[Saved entries]
— start —
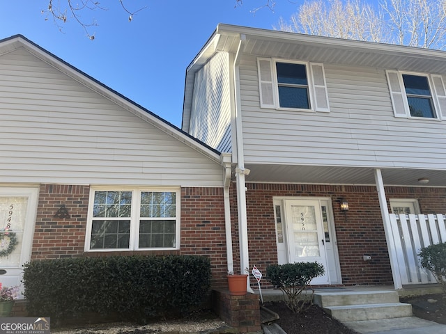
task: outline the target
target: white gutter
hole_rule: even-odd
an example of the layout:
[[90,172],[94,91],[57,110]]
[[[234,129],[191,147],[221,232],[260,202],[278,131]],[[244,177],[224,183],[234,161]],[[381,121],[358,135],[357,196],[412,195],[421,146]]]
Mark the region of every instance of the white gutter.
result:
[[226,232],[226,257],[228,266],[228,273],[234,272],[234,260],[232,253],[232,229],[231,228],[231,205],[229,201],[229,186],[232,171],[231,169],[231,153],[222,153],[221,162],[224,170],[223,172],[224,181],[224,230]]
[[[245,159],[243,157],[243,132],[242,129],[242,105],[240,96],[240,71],[239,62],[242,49],[245,44],[246,37],[240,35],[240,42],[234,59],[233,80],[235,96],[235,114],[236,114],[236,134],[237,146],[237,164],[236,168],[237,200],[238,207],[238,235],[240,245],[240,273],[249,274],[249,255],[248,253],[248,228],[246,213],[246,185],[245,175],[249,174],[249,170],[245,168]],[[249,276],[247,280],[247,291],[254,293],[249,287]]]
[[384,223],[384,232],[385,233],[385,240],[387,244],[389,259],[390,260],[393,283],[395,289],[399,289],[403,288],[403,284],[401,283],[401,276],[399,274],[395,244],[390,227],[390,217],[389,216],[389,209],[387,209],[387,203],[385,199],[385,192],[384,191],[384,183],[383,182],[381,170],[379,168],[375,169],[374,174],[376,190],[378,191],[378,198],[379,199],[379,206],[381,208],[381,216]]

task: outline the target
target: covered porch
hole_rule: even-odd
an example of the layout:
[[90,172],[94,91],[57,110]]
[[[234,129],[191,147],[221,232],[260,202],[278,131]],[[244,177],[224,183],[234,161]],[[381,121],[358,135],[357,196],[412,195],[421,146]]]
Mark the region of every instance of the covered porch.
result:
[[[392,288],[403,291],[409,285],[432,285],[436,283],[433,278],[420,269],[417,253],[422,247],[429,244],[446,241],[446,218],[438,212],[446,211],[446,202],[441,195],[446,188],[446,170],[408,170],[406,168],[370,168],[352,167],[302,166],[267,166],[246,164],[250,173],[238,175],[236,180],[238,184],[238,199],[239,204],[245,203],[251,196],[252,187],[246,187],[249,183],[266,182],[271,184],[329,184],[332,186],[362,185],[373,186],[377,195],[375,205],[380,210],[380,226],[384,230],[387,253],[393,281]],[[421,182],[420,180],[422,180]],[[429,180],[427,183],[426,180]],[[407,187],[419,189],[422,193],[423,189],[429,189],[429,196],[423,198],[421,212],[429,214],[406,216],[406,214],[392,212],[390,200],[386,195],[386,189],[390,188]],[[415,188],[416,187],[416,188]],[[245,193],[245,189],[247,193]],[[436,190],[440,189],[440,190]],[[436,193],[438,193],[438,196]],[[395,192],[392,196],[395,196]],[[295,193],[295,196],[299,196]],[[403,198],[404,195],[402,195]],[[416,195],[415,196],[416,197]],[[339,200],[337,193],[332,196],[333,204]],[[414,197],[415,198],[415,197]],[[249,198],[250,200],[250,198]],[[431,201],[430,205],[428,200]],[[378,208],[377,208],[378,209]],[[334,211],[337,209],[334,208]],[[367,212],[367,207],[364,207]],[[378,211],[379,212],[379,211]],[[418,212],[418,214],[421,214]],[[342,216],[334,212],[334,221],[341,221]],[[367,221],[367,215],[364,216]],[[239,212],[238,223],[240,232],[240,271],[252,267],[249,262],[252,255],[248,251],[247,217],[246,209]],[[390,272],[389,270],[387,272]],[[344,281],[341,284],[354,285],[355,282]],[[379,284],[379,283],[378,283]],[[255,288],[254,285],[252,285]]]

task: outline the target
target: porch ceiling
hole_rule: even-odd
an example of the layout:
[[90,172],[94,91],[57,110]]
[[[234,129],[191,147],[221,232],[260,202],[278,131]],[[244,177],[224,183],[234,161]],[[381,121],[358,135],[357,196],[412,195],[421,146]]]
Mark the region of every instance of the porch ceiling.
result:
[[[245,164],[247,182],[375,185],[373,168]],[[446,186],[446,170],[381,168],[387,186]],[[427,178],[426,184],[418,179]]]

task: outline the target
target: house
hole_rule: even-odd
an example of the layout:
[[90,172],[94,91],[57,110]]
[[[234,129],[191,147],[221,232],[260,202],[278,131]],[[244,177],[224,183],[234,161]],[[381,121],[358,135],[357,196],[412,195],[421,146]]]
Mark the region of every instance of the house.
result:
[[0,41],[0,124],[3,286],[30,260],[132,254],[208,256],[226,285],[227,154],[22,35]]
[[187,69],[182,129],[231,154],[236,271],[435,283],[417,253],[446,241],[445,79],[441,51],[219,24]]

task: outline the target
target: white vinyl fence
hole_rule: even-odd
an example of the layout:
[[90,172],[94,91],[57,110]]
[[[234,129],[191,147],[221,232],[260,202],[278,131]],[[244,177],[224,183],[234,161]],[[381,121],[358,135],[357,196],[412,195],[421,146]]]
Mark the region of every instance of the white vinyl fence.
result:
[[[436,283],[420,267],[418,253],[423,247],[446,241],[446,216],[443,214],[390,215],[394,251],[403,285]],[[391,247],[393,248],[393,247]]]

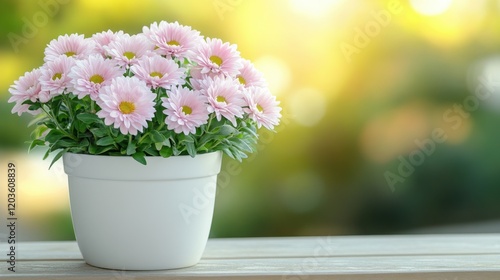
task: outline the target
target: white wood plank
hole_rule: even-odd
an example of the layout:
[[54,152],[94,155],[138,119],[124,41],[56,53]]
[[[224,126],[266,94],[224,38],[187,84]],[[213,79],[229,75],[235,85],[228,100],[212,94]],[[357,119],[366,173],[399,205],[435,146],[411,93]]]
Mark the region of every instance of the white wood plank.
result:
— end —
Output the full set of records above without changing a word, and drop the images.

[WRITTEN REPLY]
task: outline the target
target: white gutter
hole_rule: even-odd
an example of the layout:
[[90,172],[94,91],[57,110]]
[[[234,129],[191,147],[221,232],[260,202],[278,131]],[[244,177],[224,183],[234,161]],[[381,121],[358,135],[357,196],[412,195],[421,146]]]
Mark the region of every instance of the white gutter.
result:
[[226,232],[226,257],[228,266],[228,273],[234,272],[234,260],[232,253],[232,229],[231,228],[231,205],[229,201],[229,186],[232,171],[231,169],[231,153],[222,153],[221,162],[224,170],[223,172],[224,181],[224,230]]
[[[245,159],[243,157],[243,132],[242,129],[242,105],[240,96],[240,71],[239,62],[242,49],[245,44],[246,37],[240,35],[240,42],[234,59],[233,80],[235,96],[235,114],[236,114],[236,134],[237,146],[237,164],[236,168],[237,200],[238,207],[238,235],[240,245],[240,273],[249,274],[249,255],[248,253],[248,228],[246,213],[246,185],[245,175],[249,174],[249,170],[245,168]],[[249,276],[247,280],[247,291],[254,293],[249,287]]]
[[384,223],[384,232],[385,233],[385,240],[387,244],[389,259],[390,260],[393,283],[395,289],[399,289],[403,288],[403,284],[401,283],[401,276],[399,274],[395,244],[390,227],[390,217],[389,216],[389,209],[387,209],[387,203],[385,199],[385,192],[384,191],[384,183],[383,182],[381,170],[379,168],[375,169],[374,174],[376,190],[378,191],[378,198],[379,199],[379,206],[381,208],[381,216]]

task: outline the target
target: covered porch
hole_rule: even-odd
an example of the layout:
[[90,172],[94,91],[57,110]]
[[[234,129],[191,147],[221,232],[260,202],[278,131]],[[244,177],[224,183],[234,161]],[[381,121],[358,135],[357,196],[412,195],[421,146]]]
Mark the region of every instance of the covered porch.
result:
[[[392,288],[403,291],[409,285],[432,285],[436,283],[433,278],[420,269],[417,253],[422,247],[429,244],[446,241],[446,218],[438,212],[446,211],[446,202],[441,195],[446,188],[446,170],[408,170],[406,168],[370,168],[352,167],[302,166],[267,166],[246,164],[250,173],[238,175],[236,180],[238,184],[238,199],[239,204],[245,203],[251,196],[252,187],[246,187],[249,183],[266,182],[271,184],[329,184],[332,186],[362,185],[373,186],[377,195],[375,205],[380,210],[380,226],[384,230],[387,253],[393,281]],[[421,182],[420,180],[422,180]],[[429,180],[427,183],[426,180]],[[407,187],[419,189],[422,193],[423,189],[429,189],[429,196],[423,198],[421,212],[429,214],[406,216],[406,214],[392,212],[390,200],[386,195],[386,189],[390,188]],[[415,188],[416,187],[416,188]],[[245,193],[245,189],[247,193]],[[436,190],[440,189],[440,190]],[[436,193],[438,193],[438,196]],[[395,192],[392,196],[395,196]],[[295,193],[295,196],[299,196]],[[403,198],[404,195],[402,195]],[[416,195],[415,196],[416,197]],[[339,200],[337,193],[332,196],[333,204]],[[414,197],[415,198],[415,197]],[[249,198],[250,200],[250,198]],[[431,201],[430,205],[428,200]],[[378,208],[377,208],[378,209]],[[334,211],[337,209],[334,208]],[[367,212],[367,207],[364,207]],[[378,211],[379,212],[379,211]],[[418,212],[418,214],[421,214]],[[342,216],[334,212],[334,221],[341,221]],[[367,221],[367,215],[364,216]],[[239,212],[238,223],[240,232],[240,271],[252,267],[249,262],[252,255],[248,251],[247,217],[246,209]],[[390,272],[389,270],[387,272]],[[344,281],[341,284],[354,285],[355,282]],[[379,284],[379,283],[378,283]],[[255,288],[254,285],[252,285]]]

task: outline the target
target: porch ceiling
hole_rule: even-odd
an example of the layout:
[[90,172],[94,91],[57,110]]
[[[234,129],[191,147],[221,232],[260,202],[278,131]],[[244,177],[224,183],[234,161]],[[381,121],[358,135],[357,196],[412,195],[421,146]]]
Mark the region of every instance of the porch ceiling.
result:
[[[245,164],[247,182],[375,185],[373,168]],[[446,186],[446,170],[381,168],[387,186]],[[427,178],[426,184],[418,179]]]

task: outline the target
target: house
hole_rule: even-odd
an example of the layout:
[[90,172],[94,91],[57,110]]
[[[234,129],[191,147],[221,232],[260,202],[278,131]],[[244,177],[224,183],[234,161]],[[381,121],[358,135],[357,196],[412,195],[421,146]]]
Mark the region of every instance of the house.
result:
[[0,41],[0,124],[3,286],[30,260],[132,254],[208,256],[226,285],[227,154],[22,35]]
[[187,69],[182,129],[231,154],[236,271],[435,283],[417,253],[446,241],[445,79],[441,51],[219,24]]

task: outline the target
target: white vinyl fence
hole_rule: even-odd
an example of the layout:
[[90,172],[94,91],[57,110]]
[[[234,129],[191,147],[221,232],[260,202],[278,131]],[[244,177],[224,183],[234,161]],[[381,121],[358,135],[357,196],[412,195],[421,146]]]
Mark the region of every instance of the white vinyl fence.
result:
[[[436,283],[420,267],[418,253],[423,247],[446,241],[446,216],[443,214],[390,215],[394,251],[403,285]],[[391,247],[393,248],[393,247]]]

task: outline the target
target: white wood plank
hole_rule: even-odd
an example of the layout:
[[54,152],[94,155],[138,119],[124,41],[56,53]]
[[[224,126],[266,94],[224,38],[187,84]],[[213,79],[229,75],[235,85],[228,100],[212,94]],[[357,119],[366,173],[399,205],[435,146],[411,93]]]
Mark the region of every instance of the white wood plank.
result:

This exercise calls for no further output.